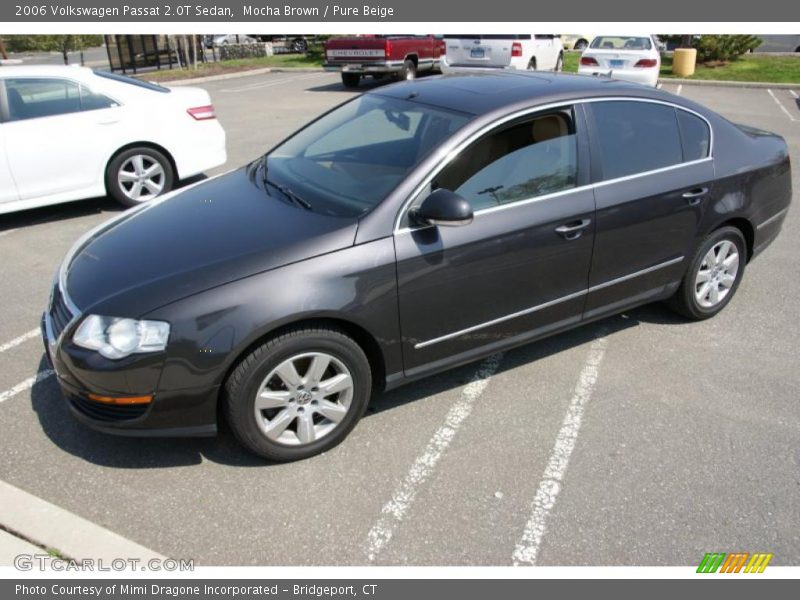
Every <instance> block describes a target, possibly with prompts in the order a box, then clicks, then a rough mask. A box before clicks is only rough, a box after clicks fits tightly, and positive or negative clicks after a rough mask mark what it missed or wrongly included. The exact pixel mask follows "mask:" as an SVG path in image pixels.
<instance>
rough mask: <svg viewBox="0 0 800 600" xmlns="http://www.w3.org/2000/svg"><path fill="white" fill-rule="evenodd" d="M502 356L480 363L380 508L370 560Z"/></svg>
mask: <svg viewBox="0 0 800 600" xmlns="http://www.w3.org/2000/svg"><path fill="white" fill-rule="evenodd" d="M502 358H503V355H502V354H493V355H492V356H490V357H489V358H487V359H486V360H484V361H483V362H482V363H481V365H480V367H478V370H477V371H476V372H475V375H473V376H472V380H471V381H470V382H469V384H467V386H466V387H465V388H464V390H463V391H462V392H461V396H460V398H459V399H458V400H457V401H456V403H455V404H453V406H451V407H450V410H449V411H448V412H447V416H446V417H445V419H444V423H443V424H442V426H441V427H439V429H437V430H436V432H435V433H434V434H433V437H432V438H431V439H430V441H429V442H428V445H427V446H425V450H424V451H423V452H422V454H420V455H419V456H418V457H417V459H416V460H415V461H414V463H413V464H412V465H411V468H410V469H409V470H408V473H407V474H406V476H405V479H403V481H402V483H400V485H399V486H398V487H397V489H395V491H394V493H393V494H392V499H391V500H389V502H387V503H386V504H385V505H384V507H383V509H381V515H380V517H379V518H378V521H377V522H376V523H375V525H374V526H373V527H372V529H370V530H369V533H368V534H367V549H366V554H367V558H368V559H369V560H370V561H373V560H375V558H376V557H377V555H378V554H379V553H380V552H381V551H382V550H383V549H384V548H385V547H386V545H387V544H388V543H389V541H390V540H391V539H392V536H393V535H394V532H395V529H396V528H397V526H398V525H399V524H400V522H401V521H402V520H403V518H404V517H405V516H406V513H407V512H408V510H409V509H410V508H411V505H412V504H413V502H414V498H415V497H416V495H417V491H418V490H419V488H420V486H422V484H423V483H425V481H426V480H427V479H428V478H429V477H430V476H431V474H432V473H433V470H434V469H435V468H436V463H438V462H439V459H440V458H441V457H442V455H443V454H444V452H445V450H447V447H448V446H449V445H450V442H452V441H453V438H454V437H455V436H456V433H458V430H459V428H460V427H461V425H462V424H463V423H464V421H466V420H467V417H469V415H470V413H471V412H472V406H473V404H475V401H476V400H477V399H478V398H480V397H481V394H483V391H484V390H485V389H486V386H487V385H489V381H490V380H491V378H492V375H494V374H495V373H496V372H497V368H498V367H499V366H500V361H501V360H502Z"/></svg>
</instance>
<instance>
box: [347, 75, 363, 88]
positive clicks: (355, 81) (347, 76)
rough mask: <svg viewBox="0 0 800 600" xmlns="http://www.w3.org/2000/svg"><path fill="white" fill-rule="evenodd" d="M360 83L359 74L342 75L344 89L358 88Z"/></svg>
mask: <svg viewBox="0 0 800 600" xmlns="http://www.w3.org/2000/svg"><path fill="white" fill-rule="evenodd" d="M360 81H361V75H360V74H359V73H342V83H343V84H344V87H358V84H359V82H360Z"/></svg>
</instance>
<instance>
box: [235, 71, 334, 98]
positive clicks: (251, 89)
mask: <svg viewBox="0 0 800 600" xmlns="http://www.w3.org/2000/svg"><path fill="white" fill-rule="evenodd" d="M322 75H327V73H312V74H309V75H298V76H297V77H284V78H281V79H279V80H277V81H275V80H273V81H265V82H260V83H254V84H250V85H245V86H242V87H238V88H224V89H221V90H220V92H225V93H230V92H249V91H251V90H258V89H261V88H266V87H273V86H276V85H281V84H284V83H289V82H291V81H304V80H306V79H314V78H316V77H321V76H322Z"/></svg>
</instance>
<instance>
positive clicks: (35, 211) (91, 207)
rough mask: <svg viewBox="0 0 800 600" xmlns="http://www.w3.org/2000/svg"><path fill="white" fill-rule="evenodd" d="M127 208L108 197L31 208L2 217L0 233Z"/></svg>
mask: <svg viewBox="0 0 800 600" xmlns="http://www.w3.org/2000/svg"><path fill="white" fill-rule="evenodd" d="M203 179H207V177H206V176H205V175H195V176H194V177H189V178H188V179H184V180H182V181H180V182H179V183H178V185H177V186H176V187H175V189H180V188H183V187H185V186H187V185H191V184H193V183H197V182H198V181H202V180H203ZM123 210H125V207H124V206H122V205H121V204H120V203H118V202H117V201H116V200H113V199H112V198H109V197H108V196H102V197H99V198H89V199H87V200H75V201H74V202H63V203H61V204H52V205H49V206H42V207H40V208H31V209H28V210H21V211H18V212H13V213H8V214H4V215H0V232H2V231H7V230H10V229H23V228H25V227H31V226H33V225H43V224H45V223H52V222H53V221H64V220H67V219H77V218H80V217H86V216H89V215H96V214H100V213H104V212H107V213H109V218H111V216H112V215H113V214H115V213H118V212H122V211H123Z"/></svg>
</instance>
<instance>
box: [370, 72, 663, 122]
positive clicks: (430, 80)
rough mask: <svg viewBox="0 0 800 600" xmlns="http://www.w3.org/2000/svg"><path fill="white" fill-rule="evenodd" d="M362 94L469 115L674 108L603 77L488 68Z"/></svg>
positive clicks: (415, 82)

______________________________

ABOUT THIS TASK: Reproduce without change every line of the entries above, from the one containing "94L469 115L674 108L603" through the last.

EXERCISE SOLUTION:
rough mask: <svg viewBox="0 0 800 600" xmlns="http://www.w3.org/2000/svg"><path fill="white" fill-rule="evenodd" d="M362 94L469 115L674 108L603 77L488 68Z"/></svg>
positive clicks: (415, 82)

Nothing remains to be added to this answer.